## [引用原文]
▬▬▬▬▬▬

嗯,今天还是挑战了爬取电影,因为我发现从别的页面进去就不是Ajax的页面了,步骤和书单差不多hhh
由于我在一边写一遍测试,就不停的运行,后来发现运行以后没有任何结果,我就测试了一下,应该是我发请求太频繁,导致我!!ip被封了,然后又只能用代理了,前几天那个还失效了,我又换了一个。
不说了直接贴代码吧
import requests
from lxml import etree
import csv
import time
url = "https://movie.douban.com/top250?"
headers = {
"User-Agent": "Mozilla/5.0 (Windows NT 10.0; Win64; x64; rv:87.0) Gecko/20100101 Firefox/87.0"
}
datas = []
time.sleep(3)
for page in range(0, 226, 25):
params = {
"start": page,
"filter": ""
}
# 获取数据
response = requests.get(url=url, headers=headers, params=params, proxies={"https": "134.35.238.207:8080"})
print("status_code: " + str(response.status_code))
tree = etree.HTML(response.text)
# 电影列表
movie_list = tree.xpath("//ol[@class='grid_view']/li")
# 遍历电影
for movies in movie_list:
data = []
# 获取电影名
movie_name = movies.xpath("./div/div/a/img/@alt"[0] #这里忘记加索引了
data.append(movie_name)
# 获取电影评分
movie_rating = movies.xpath(".//div[@class='star']/span[2]/text()")[0] #这里也是!!
data.append(movie_rating)
# 评价人数
remark_number = movies.xpath(".//div[@class='star']/span[4]/text()")[0]
data.append(remark_number)
# 获取电影短评
movie_remark = movies.xpath(".//p[@class='quote']/span/text()")[0]
data.append(movie_remark)
datas.append(data)
with open("D:/movie.csv", "w", encoding="utf-8-sig", newline='') as fp:
writer = csv.writer(fp)
writer.writerow(["电影名称", "评分", "评价人数", "短评"])
for i in range(len(datas)):
writer.writerow(datas[i])
print("all done")
终于
但是最后的结果不知道为啥会多一个中括号。
我再想想办法吧hhh,运行一次真的要等超级久,不知道是不是代理的问题,所以每一次我都好谨慎555
嗯...我貌似知道问题所在了,忘记加索引了,现在在等待最后的结果啦(好怕报错!!)
好哇,果然...
再换代理吧...唉
已经找了一晚上了,真的好难,一直没好用的代理,试了超级多都报错。
------------很久以后-------------
终于!!
短评这个只能以列表的形式打印出来,因为有几个电影是没有短评的,索引取不到会报错,并且只有242部电影,就是说那几部没短评的直接被pass掉了,我再想想办法,好累orz...
反复修改以后终于成功!!
刚好250部电影!顺便还复习了一下try的用法,我太开心辣!!!!大功终于告成嘻嘻嘻,历时整整一天啊啊啊,从早到晚。
重新贴一次代码:
import requests
from lxml import etree
import csv
import time
url = "https://movie.douban.com/top250?"
headers = {
"User-Agent": "Mozilla/5.0 (Windows NT 10.0; Win64; x64; rv:87.0) Gecko/20100101 Firefox/87.0"

▬▬▬▬▬▬

## [原始记录]
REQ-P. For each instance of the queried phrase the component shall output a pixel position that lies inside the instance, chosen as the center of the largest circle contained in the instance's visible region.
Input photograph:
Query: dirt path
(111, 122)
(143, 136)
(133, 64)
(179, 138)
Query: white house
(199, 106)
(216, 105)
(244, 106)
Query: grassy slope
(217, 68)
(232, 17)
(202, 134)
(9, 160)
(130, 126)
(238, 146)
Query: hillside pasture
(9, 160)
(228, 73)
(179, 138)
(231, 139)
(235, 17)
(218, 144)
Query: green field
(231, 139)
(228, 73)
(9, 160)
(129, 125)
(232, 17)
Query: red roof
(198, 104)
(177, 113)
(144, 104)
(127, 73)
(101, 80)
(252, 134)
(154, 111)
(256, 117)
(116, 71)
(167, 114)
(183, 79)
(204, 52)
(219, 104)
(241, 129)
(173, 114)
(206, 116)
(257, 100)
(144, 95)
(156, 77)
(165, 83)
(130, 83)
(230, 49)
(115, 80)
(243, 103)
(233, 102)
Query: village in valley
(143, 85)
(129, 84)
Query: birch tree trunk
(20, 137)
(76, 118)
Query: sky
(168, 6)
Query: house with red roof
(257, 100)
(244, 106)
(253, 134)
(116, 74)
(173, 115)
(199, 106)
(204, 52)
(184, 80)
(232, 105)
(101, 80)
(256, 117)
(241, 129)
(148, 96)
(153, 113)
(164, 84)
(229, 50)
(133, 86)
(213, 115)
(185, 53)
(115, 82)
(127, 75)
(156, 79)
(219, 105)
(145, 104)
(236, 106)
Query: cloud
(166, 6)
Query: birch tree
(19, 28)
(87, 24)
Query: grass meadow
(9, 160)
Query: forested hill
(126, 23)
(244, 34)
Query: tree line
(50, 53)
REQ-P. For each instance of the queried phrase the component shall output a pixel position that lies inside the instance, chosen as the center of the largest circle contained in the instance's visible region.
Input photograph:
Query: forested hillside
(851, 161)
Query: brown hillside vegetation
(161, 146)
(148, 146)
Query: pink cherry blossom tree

▬▬▬▬▬▬

## [任务说明 1]
这篇爬取豆瓣电影的帖子里,作者最后成功爬取了多少部电影?
## [任务说明 2]
把这篇爬取豆瓣电影的帖子从“data.append(movie_rating)”到“writer.writerow(datas[i])”重写一遍,并把其中的“fp”改名为“csv_file”。
## [任务说明 3]
从这篇爬取豆瓣电影的帖子停下的地方往下续写。

## [参考答案 1]
刚好250部。

## [参考答案 2]
data.append(movie_rating)
# 评价人数
remark_number = movies.xpath(".//div[@class='star']/span[4]/text()")[0]
data.append(remark_number)
# 获取电影短评
movie_remark = movies.xpath(".//p[@class='quote']/span/text()")[0]
data.append(movie_remark)
datas.append(data)
with open("D:/movie.csv", "w", encoding="utf-8-sig", newline='') as csv_file:
writer = csv.writer(csv_file)
writer.writerow(["电影名称", "评分", "评价人数", "短评"])
for i in range(len(datas)):
writer.writerow(datas[i])

## [参考答案 3]
}
datas = []
for page in range(0, 226, 25):
params = {
"start": page,
"filter": ""
}
# 获取数据
response = requests.get(url=url, headers=headers, params=params, proxies={"https": "221.5.80.66:3128"})
print("status_code: " + str(response.status_code))
tree = etree.HTML(response.text)
# 电影列表
movie_list = tree.xpath("//ol[@class='grid_view']/li")
# 遍历电影
for movies in movie_list:
data = []
# 获取电影名
movie_name = movies.xpath("./div/div/a/img/@alt")[0]
data.append(movie_name)
# 获取电影评分
movie_rating = movies.xpath(".//div[@class='star']/span[2]/text()")[0]
data.append(movie_rating)
# 评价人数
remark_number = movies.xpath(".//div[@class='star']/span[4]/text()")[0]
data.append(remark_number)
# 获取电影短评
try:
movie_remark = movies.xpath(".//p[@class='quote']/span/text()")[0]
data.append(movie_remark)
datas.append(data)
except:
movie_remark = "无短评"
data.append(movie_remark)
datas.append(data)
with open("D:/movie.csv", "w", encoding="utf-8-sig", newline='') as fp:
writer = csv.writer(fp)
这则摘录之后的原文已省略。